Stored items
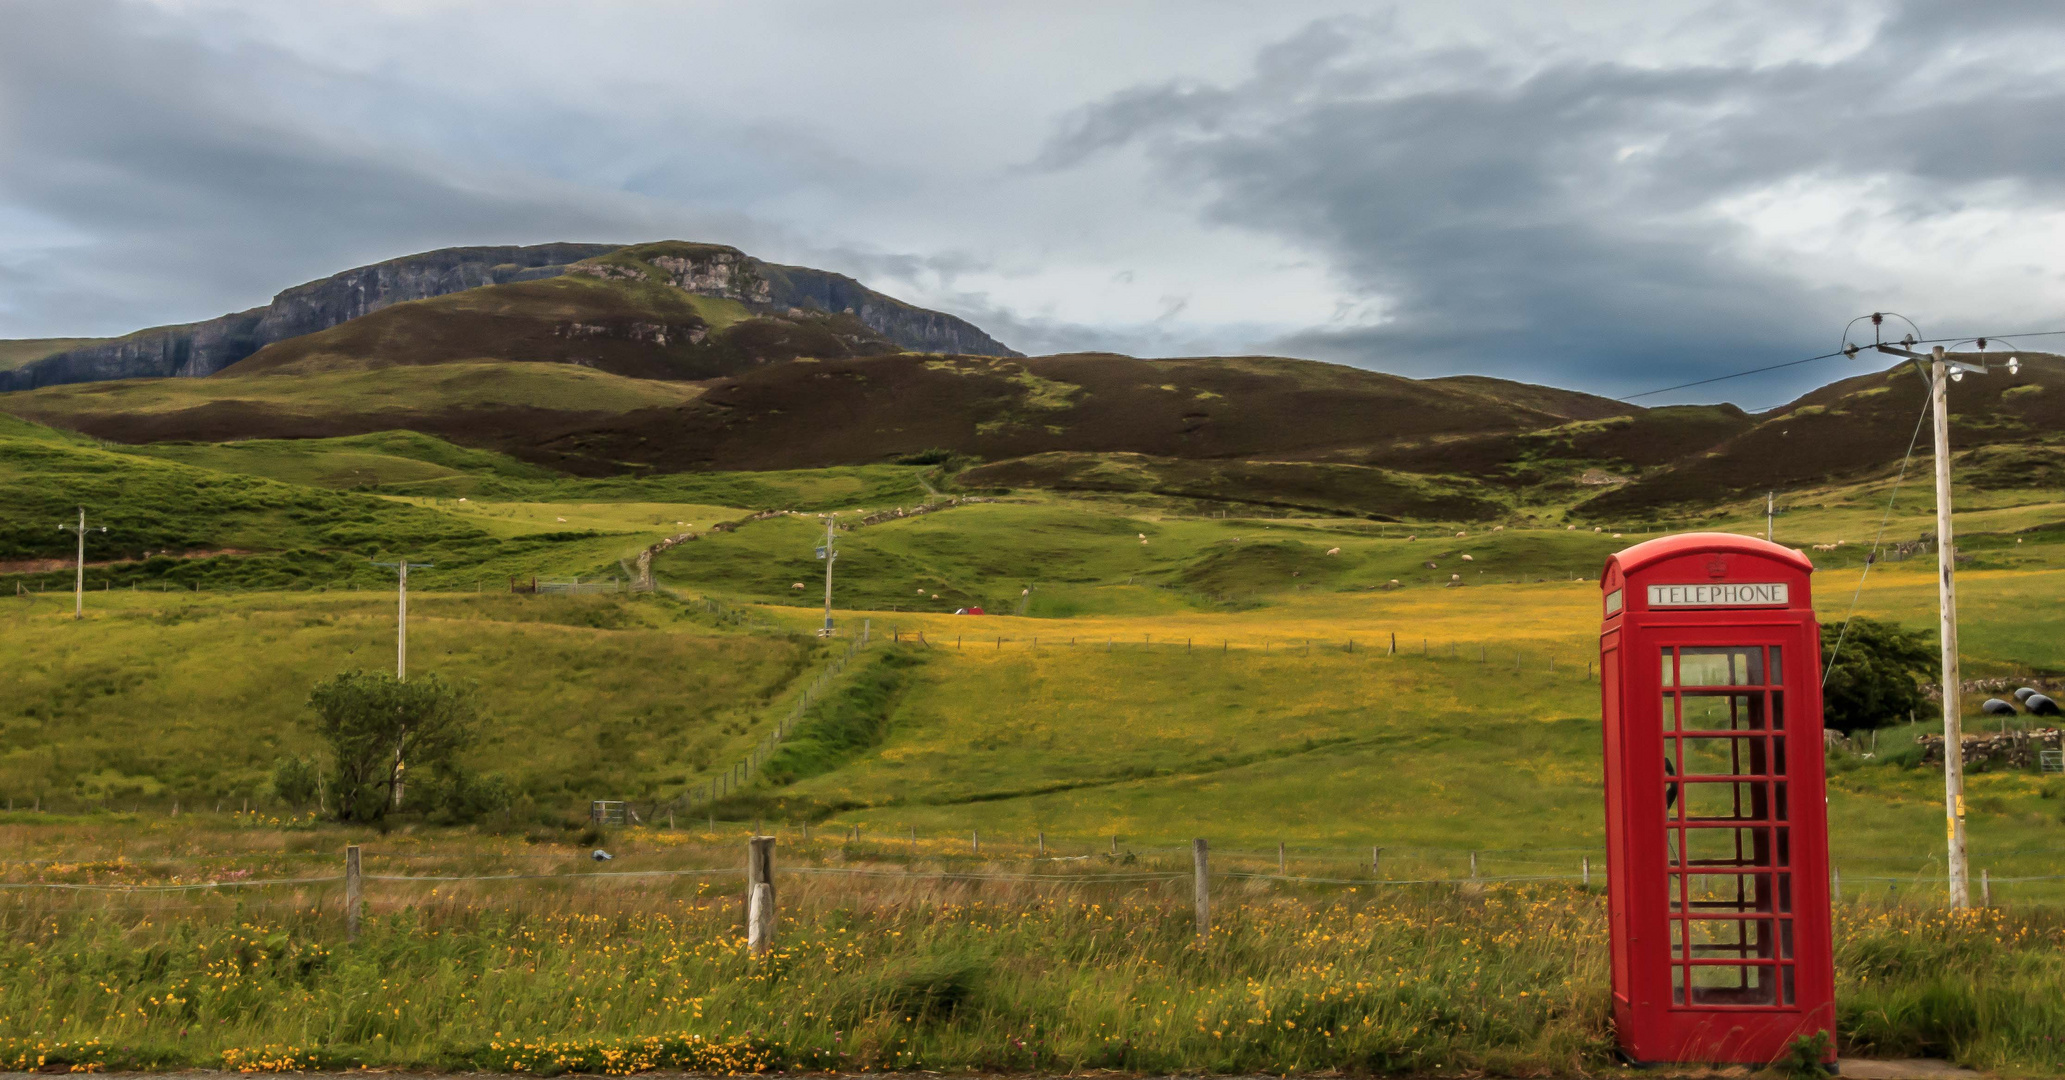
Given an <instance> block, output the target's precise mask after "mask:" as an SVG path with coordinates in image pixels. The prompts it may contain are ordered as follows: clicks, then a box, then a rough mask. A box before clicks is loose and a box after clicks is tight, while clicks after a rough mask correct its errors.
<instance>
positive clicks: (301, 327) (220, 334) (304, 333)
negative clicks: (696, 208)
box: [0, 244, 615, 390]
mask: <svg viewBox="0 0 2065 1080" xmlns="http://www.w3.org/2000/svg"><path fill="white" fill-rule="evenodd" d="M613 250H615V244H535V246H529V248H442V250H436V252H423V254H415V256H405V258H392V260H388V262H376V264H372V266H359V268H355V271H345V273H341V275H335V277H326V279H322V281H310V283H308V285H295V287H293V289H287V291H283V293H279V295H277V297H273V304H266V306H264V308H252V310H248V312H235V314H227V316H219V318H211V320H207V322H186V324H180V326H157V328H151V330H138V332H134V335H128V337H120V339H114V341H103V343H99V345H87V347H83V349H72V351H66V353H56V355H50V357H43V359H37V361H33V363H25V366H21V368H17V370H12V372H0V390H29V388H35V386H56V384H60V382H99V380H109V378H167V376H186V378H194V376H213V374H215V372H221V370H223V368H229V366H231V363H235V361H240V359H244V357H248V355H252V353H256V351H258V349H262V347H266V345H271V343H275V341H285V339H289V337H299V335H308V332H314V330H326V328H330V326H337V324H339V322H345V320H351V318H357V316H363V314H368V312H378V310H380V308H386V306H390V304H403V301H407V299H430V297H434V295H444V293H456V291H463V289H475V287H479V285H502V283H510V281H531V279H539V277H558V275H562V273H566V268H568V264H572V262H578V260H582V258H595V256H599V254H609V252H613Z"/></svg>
--
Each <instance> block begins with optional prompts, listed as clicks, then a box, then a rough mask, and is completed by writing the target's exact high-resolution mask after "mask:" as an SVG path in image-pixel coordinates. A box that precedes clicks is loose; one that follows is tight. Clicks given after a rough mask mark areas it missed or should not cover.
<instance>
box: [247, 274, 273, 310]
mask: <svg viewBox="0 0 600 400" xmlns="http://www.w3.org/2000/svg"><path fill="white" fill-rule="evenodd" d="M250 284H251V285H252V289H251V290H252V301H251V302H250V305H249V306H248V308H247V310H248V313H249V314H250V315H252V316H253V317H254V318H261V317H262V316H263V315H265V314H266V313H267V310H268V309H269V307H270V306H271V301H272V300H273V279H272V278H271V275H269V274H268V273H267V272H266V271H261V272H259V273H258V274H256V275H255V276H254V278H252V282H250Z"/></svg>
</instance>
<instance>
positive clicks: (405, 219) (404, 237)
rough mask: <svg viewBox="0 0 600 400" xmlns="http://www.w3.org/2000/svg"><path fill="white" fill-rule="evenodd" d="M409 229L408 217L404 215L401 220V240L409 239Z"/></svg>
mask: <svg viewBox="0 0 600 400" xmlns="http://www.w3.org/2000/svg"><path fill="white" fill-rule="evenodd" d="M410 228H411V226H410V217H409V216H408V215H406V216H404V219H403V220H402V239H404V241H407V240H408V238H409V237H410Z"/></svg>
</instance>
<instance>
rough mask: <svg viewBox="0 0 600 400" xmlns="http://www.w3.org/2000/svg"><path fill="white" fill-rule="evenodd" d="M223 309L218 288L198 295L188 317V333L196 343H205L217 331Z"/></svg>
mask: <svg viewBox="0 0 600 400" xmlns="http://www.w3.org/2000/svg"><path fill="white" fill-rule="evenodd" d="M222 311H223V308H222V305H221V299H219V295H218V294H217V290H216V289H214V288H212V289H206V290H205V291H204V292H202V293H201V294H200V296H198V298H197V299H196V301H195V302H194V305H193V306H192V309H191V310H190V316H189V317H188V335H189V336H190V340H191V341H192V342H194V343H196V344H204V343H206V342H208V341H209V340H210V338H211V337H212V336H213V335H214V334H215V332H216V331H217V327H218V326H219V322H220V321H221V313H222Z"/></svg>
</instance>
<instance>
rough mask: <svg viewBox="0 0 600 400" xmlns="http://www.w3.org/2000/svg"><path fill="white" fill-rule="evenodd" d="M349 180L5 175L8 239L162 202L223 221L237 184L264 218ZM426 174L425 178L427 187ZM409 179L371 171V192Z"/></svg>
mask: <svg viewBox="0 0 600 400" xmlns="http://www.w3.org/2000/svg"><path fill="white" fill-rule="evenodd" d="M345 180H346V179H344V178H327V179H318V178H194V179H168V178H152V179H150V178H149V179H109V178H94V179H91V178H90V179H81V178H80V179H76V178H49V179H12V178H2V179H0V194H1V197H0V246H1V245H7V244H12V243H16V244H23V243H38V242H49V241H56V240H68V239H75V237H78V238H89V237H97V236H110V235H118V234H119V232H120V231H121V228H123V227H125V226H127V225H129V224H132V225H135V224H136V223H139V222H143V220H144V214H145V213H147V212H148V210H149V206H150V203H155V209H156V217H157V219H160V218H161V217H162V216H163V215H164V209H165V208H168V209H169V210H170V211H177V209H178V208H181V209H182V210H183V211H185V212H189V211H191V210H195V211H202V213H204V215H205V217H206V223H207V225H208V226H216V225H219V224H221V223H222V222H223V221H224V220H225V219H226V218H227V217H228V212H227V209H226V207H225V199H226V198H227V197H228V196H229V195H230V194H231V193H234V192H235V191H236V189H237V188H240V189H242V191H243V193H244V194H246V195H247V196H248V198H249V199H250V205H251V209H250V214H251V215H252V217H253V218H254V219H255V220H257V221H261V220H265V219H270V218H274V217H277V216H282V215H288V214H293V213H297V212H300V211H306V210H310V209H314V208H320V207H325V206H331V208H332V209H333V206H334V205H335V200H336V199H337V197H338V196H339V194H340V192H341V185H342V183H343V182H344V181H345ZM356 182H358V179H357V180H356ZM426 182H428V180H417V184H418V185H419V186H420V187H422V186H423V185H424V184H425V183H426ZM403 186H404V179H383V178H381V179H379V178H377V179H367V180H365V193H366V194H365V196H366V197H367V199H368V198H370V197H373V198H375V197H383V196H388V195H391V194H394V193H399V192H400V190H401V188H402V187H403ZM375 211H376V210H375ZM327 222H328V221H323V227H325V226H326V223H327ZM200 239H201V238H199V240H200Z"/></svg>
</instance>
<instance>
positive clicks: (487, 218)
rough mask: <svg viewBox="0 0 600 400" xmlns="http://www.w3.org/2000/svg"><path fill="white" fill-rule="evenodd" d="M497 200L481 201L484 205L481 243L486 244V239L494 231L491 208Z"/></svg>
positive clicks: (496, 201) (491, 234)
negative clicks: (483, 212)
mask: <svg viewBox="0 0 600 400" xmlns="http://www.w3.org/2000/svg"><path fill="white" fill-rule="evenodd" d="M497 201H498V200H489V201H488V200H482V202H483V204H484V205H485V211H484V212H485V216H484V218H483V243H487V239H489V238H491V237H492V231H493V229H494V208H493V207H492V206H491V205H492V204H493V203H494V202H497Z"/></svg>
==
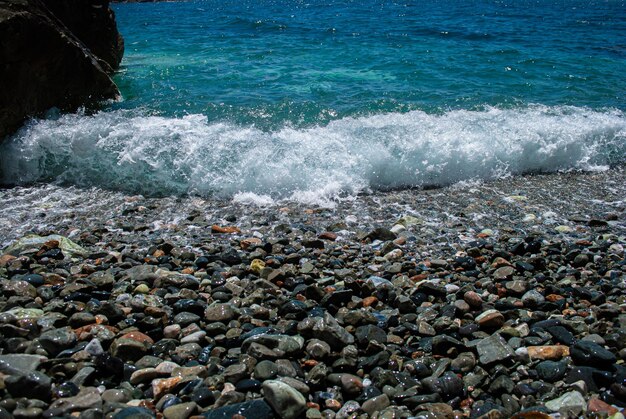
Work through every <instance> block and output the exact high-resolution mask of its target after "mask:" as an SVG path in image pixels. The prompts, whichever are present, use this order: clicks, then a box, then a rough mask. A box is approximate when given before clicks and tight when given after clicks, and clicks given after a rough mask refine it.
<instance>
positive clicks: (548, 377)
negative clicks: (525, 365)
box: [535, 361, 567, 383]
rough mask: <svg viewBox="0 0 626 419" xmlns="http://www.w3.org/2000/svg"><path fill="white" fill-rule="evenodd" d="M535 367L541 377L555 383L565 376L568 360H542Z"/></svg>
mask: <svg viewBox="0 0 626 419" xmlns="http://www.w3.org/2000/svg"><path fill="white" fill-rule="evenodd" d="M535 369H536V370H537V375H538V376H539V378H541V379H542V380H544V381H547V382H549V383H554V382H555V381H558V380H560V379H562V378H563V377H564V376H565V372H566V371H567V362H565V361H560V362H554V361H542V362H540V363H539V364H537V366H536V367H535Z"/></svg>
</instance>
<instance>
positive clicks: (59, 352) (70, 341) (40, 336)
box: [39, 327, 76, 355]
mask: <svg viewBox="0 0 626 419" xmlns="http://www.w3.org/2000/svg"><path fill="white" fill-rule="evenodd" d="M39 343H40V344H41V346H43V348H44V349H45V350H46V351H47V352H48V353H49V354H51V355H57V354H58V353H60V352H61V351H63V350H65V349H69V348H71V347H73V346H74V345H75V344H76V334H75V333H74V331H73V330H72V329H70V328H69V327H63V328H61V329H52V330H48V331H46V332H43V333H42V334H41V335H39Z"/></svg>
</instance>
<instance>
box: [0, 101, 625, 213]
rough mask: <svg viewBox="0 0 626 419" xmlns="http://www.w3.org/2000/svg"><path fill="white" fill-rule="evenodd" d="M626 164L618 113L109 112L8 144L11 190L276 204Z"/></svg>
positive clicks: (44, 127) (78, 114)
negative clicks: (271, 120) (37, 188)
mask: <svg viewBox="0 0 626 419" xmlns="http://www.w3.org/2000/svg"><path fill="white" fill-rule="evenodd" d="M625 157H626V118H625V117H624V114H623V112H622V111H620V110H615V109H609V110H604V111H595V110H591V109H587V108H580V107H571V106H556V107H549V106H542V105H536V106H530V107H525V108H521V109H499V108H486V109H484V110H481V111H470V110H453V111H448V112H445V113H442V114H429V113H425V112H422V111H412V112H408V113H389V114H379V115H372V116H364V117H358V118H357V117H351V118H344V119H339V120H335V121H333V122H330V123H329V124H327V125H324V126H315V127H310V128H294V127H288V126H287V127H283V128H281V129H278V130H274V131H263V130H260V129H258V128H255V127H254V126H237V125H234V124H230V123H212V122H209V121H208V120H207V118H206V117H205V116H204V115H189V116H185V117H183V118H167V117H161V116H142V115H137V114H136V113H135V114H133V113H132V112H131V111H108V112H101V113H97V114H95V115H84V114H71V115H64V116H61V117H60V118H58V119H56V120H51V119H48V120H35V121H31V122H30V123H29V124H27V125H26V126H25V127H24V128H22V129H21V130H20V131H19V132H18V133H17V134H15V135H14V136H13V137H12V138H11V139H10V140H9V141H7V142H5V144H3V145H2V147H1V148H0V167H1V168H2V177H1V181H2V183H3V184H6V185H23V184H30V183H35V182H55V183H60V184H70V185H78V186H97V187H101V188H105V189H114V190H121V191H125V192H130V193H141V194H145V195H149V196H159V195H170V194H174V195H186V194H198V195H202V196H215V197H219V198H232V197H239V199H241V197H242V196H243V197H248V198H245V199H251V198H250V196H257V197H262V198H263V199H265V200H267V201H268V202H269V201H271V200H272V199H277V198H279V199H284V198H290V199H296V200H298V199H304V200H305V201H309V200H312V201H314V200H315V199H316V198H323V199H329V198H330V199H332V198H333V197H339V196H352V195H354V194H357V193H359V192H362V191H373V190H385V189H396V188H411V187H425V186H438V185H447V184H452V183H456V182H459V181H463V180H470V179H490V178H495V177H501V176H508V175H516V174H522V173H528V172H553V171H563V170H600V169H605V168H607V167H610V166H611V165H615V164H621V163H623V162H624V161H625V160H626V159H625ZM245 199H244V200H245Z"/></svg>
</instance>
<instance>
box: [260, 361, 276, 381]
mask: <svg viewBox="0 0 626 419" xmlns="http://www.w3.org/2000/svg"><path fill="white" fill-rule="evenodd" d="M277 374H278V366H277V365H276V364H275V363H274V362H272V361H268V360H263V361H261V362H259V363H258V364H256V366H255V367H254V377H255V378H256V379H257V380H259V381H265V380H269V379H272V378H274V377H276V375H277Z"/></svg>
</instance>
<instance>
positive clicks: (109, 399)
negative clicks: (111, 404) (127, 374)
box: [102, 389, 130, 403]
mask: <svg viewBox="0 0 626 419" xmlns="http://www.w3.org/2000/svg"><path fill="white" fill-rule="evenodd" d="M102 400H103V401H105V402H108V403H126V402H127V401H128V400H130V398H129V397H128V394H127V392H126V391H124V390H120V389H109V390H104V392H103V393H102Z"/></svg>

* [EXERCISE DESCRIPTION] Search the data above for the word "then". Copy each line it is in.

* [ANSWER BOX]
Given an <instance> block, output the target's precise mask after "mask:" as an SVG path with coordinates in image pixels. The prompts it may contain are ordered as follows: clicks, then a box, then a rough mask. A box before clicks is loose and a box after clicks is tight, while clicks after a rough mask correct its errors.
Each <instance> block begins with optional prompts, listed as clicks, then a box, then a rough mask, and is completed by writing the target's exact high-resolution mask after "mask:" as an SVG path in image-pixel coordinates. A box that precedes clicks is loose; one that follows is tight. Clicks given after a rough mask mark areas it missed or should not cover.
Work through every <instance> block and output the exact high-resolution mask of its target after "mask:" as an SVG path in image pixels. The prompts, whichever are present, use this order: clicks, then a box, then a rough mask. A box is approximate when given before clicks and tight when given after clicks, and clicks given after a rough mask refine it.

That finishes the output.